**GIVEN REQUEST:**
Pick out every row below that contains the word "blonde" and copy each of those rows in full.

- - -

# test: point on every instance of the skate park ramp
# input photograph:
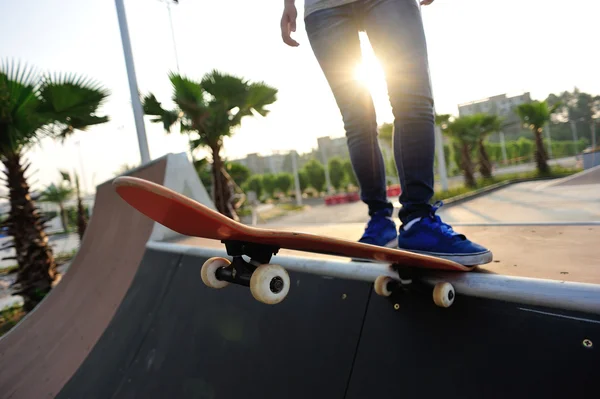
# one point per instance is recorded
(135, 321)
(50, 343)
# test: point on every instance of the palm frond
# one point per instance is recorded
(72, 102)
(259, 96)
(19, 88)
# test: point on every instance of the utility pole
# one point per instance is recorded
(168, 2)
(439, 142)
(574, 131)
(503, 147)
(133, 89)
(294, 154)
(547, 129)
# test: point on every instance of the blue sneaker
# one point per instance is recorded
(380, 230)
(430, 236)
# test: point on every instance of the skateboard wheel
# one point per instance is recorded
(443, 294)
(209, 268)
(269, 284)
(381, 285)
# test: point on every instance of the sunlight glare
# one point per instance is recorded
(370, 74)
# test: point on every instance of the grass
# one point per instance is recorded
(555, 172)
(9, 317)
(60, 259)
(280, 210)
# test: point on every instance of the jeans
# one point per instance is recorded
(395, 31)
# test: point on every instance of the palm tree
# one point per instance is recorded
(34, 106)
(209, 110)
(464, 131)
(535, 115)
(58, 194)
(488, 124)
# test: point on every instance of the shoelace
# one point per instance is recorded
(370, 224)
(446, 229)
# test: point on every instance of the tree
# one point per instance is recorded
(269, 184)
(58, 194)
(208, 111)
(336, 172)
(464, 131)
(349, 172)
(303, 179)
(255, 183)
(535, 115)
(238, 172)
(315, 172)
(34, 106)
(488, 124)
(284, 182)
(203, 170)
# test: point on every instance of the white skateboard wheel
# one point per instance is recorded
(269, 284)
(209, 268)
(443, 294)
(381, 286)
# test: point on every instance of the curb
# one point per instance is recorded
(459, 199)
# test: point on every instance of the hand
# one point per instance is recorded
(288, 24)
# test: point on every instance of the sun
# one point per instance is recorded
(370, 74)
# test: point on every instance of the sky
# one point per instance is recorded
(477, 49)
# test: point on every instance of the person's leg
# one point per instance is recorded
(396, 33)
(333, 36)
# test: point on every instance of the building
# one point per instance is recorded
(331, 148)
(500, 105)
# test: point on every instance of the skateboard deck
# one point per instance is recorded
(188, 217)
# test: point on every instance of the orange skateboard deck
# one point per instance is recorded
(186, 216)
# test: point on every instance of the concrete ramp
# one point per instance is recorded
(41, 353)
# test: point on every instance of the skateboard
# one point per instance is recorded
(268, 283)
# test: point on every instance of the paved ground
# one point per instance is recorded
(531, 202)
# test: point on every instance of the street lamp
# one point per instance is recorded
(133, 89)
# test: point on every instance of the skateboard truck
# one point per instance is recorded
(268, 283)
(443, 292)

- - -

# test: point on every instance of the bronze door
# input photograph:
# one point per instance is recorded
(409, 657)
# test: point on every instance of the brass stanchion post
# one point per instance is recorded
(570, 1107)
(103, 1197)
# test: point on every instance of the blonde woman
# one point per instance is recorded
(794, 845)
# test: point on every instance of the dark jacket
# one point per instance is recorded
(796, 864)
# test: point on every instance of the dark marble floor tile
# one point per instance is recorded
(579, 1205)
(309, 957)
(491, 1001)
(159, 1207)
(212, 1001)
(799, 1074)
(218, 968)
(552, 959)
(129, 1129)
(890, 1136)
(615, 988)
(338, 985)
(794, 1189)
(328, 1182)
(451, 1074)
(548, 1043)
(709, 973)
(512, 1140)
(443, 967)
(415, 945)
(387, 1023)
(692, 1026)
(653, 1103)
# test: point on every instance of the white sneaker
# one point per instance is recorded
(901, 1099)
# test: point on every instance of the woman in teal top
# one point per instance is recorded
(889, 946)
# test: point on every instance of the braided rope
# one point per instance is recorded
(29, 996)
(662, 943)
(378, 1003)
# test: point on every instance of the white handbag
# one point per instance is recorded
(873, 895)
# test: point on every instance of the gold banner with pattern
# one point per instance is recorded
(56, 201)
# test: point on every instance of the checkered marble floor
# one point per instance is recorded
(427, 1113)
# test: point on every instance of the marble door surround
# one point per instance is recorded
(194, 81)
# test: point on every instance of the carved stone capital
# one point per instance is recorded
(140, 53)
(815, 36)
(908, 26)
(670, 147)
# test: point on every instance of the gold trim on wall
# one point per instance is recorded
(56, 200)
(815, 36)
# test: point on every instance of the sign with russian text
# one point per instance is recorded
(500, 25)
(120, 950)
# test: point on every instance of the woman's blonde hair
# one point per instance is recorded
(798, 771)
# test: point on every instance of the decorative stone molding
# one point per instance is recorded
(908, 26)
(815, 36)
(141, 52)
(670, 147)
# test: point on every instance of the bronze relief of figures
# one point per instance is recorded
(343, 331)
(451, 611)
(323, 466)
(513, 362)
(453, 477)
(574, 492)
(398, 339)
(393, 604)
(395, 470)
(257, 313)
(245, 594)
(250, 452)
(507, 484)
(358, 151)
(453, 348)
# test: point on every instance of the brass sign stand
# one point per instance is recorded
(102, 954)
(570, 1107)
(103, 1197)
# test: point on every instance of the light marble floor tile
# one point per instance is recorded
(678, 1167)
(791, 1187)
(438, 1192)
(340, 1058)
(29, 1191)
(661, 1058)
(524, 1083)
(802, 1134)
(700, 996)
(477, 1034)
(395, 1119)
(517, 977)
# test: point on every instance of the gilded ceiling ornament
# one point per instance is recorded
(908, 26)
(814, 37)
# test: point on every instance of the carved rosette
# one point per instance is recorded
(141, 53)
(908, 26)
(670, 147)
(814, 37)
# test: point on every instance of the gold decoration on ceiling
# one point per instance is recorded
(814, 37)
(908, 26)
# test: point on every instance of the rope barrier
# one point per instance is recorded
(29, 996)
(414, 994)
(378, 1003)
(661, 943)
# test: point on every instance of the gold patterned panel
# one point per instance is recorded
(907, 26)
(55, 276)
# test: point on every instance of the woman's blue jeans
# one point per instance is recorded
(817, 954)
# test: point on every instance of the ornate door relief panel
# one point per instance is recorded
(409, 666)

- - -

**ANSWER IN FULL:**
# test: point on every instance of the blonde woman
# test: point on every instance of the woman's blonde hair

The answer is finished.